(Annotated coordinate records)
:::

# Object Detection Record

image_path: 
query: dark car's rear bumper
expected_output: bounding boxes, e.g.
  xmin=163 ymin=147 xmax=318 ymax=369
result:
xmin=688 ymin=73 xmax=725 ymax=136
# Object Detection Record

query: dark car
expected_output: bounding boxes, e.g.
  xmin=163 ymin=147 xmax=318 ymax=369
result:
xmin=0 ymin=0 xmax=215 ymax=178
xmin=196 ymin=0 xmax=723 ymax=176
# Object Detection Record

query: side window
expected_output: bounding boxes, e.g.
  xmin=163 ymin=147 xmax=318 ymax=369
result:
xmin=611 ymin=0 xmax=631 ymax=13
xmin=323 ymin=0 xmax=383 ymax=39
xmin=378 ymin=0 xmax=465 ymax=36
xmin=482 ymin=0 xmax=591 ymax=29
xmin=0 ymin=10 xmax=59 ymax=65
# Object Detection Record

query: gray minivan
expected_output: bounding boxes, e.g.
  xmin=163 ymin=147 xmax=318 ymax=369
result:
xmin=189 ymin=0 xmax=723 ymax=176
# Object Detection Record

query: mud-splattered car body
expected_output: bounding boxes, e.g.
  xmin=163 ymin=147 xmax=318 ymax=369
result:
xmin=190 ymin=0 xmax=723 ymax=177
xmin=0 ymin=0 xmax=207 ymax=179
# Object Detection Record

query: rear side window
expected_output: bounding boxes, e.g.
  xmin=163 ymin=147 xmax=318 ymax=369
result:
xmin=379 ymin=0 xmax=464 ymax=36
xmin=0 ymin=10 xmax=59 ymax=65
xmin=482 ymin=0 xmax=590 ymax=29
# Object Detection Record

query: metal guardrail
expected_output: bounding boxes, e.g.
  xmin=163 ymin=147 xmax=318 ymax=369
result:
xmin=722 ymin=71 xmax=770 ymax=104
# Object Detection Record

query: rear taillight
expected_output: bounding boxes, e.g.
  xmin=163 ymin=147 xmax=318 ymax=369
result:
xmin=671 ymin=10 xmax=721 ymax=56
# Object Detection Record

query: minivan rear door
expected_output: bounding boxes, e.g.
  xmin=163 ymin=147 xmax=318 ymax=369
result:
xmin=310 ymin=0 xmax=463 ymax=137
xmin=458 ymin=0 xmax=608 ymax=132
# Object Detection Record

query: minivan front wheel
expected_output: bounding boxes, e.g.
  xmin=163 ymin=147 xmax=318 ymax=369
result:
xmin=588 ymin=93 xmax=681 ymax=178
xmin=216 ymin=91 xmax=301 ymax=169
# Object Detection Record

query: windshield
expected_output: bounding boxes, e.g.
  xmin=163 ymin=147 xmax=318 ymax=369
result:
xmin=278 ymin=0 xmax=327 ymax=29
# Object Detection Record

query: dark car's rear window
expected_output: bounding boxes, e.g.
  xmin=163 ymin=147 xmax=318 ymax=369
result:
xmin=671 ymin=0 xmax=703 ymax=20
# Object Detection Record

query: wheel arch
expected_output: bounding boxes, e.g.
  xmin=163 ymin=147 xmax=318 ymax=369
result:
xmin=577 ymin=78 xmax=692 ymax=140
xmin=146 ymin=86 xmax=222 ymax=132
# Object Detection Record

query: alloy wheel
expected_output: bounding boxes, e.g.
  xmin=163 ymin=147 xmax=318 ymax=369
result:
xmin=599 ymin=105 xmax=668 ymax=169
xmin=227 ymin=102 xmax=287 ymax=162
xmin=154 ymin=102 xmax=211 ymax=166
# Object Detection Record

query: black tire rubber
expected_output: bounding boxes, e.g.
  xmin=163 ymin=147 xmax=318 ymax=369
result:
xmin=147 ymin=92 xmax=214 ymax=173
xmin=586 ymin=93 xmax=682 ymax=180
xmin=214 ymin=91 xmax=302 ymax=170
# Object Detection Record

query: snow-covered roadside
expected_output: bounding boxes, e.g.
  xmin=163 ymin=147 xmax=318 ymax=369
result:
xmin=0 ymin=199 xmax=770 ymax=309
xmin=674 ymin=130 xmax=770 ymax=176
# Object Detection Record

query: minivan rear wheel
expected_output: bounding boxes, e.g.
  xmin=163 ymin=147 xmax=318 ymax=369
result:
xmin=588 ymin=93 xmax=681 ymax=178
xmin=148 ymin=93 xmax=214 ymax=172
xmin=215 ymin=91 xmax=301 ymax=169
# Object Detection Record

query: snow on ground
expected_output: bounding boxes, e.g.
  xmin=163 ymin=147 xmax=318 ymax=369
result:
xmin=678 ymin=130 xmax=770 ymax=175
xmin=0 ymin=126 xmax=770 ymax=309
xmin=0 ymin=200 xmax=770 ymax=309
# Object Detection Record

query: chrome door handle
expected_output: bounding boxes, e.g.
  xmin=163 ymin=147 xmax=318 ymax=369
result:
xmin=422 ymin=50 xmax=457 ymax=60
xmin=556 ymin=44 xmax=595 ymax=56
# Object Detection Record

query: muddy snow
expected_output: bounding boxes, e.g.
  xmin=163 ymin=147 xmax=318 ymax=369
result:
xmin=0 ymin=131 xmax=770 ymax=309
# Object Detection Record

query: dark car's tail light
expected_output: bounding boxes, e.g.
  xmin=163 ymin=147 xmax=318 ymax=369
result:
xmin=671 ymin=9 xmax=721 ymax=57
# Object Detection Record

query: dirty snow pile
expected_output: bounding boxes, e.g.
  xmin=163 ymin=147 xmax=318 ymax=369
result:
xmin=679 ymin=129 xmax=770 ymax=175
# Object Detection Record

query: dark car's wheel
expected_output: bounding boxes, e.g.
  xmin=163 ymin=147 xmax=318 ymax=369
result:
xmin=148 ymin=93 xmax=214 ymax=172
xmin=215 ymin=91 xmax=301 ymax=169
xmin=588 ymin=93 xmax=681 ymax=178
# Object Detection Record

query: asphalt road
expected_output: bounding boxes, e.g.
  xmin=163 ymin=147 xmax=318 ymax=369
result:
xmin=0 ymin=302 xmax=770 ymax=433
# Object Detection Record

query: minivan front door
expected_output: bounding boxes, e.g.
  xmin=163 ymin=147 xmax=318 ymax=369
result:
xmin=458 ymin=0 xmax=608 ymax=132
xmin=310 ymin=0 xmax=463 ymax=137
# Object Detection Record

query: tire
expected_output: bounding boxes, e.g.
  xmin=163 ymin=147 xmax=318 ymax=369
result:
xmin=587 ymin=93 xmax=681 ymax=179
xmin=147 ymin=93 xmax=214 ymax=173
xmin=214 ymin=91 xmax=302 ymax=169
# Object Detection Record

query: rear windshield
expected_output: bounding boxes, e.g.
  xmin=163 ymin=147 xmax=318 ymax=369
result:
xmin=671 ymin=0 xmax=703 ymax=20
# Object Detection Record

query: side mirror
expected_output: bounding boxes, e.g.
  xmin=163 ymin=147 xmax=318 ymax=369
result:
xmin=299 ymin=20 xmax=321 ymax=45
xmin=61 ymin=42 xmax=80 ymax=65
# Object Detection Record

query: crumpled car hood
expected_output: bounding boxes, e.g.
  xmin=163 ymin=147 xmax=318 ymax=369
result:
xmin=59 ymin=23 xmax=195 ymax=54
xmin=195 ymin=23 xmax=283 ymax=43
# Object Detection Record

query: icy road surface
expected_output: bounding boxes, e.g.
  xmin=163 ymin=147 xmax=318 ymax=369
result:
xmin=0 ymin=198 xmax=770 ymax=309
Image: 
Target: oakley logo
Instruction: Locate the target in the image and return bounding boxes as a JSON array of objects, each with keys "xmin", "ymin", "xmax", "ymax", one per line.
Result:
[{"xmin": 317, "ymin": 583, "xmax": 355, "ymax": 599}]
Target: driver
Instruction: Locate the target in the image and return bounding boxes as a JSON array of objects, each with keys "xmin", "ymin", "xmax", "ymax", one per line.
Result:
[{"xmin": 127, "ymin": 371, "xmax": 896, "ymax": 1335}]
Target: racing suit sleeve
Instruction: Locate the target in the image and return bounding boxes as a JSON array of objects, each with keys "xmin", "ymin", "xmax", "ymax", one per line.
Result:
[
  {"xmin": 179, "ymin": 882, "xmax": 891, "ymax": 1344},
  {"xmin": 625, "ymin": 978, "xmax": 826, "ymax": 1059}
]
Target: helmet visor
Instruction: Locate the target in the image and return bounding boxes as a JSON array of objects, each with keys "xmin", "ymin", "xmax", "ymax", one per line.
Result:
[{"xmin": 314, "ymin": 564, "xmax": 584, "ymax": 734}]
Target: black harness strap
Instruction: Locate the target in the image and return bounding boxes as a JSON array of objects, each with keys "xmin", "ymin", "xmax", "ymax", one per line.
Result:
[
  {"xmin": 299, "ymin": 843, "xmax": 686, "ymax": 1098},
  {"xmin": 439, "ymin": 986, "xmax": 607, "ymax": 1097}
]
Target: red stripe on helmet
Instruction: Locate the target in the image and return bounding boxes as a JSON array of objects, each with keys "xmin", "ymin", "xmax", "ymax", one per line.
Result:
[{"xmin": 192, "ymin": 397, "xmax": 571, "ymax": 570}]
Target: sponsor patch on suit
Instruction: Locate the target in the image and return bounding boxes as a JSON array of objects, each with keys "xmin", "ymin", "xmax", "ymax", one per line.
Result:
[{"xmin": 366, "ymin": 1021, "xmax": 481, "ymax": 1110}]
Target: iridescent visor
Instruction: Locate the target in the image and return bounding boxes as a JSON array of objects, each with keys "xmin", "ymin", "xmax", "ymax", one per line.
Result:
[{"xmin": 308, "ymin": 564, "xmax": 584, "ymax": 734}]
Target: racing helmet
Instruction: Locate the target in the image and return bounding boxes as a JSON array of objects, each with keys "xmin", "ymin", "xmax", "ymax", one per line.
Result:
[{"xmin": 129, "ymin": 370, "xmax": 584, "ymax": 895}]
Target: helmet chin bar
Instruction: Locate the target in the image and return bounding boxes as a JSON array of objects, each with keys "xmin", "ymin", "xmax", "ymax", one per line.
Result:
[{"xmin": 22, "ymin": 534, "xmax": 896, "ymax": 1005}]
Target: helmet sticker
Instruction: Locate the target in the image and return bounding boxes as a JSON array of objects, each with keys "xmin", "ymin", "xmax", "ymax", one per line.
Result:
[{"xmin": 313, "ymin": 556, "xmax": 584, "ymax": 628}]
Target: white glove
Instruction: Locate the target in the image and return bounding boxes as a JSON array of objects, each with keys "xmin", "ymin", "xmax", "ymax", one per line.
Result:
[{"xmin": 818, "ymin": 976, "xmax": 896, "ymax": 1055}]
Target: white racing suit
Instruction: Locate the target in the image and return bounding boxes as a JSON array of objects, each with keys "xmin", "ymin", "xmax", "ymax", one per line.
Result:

:::

**Exercise description**
Please gather every line in the rows above that contains the word "front", where case counts.

**Problem solution**
query: minivan front wheel
query: minivan front door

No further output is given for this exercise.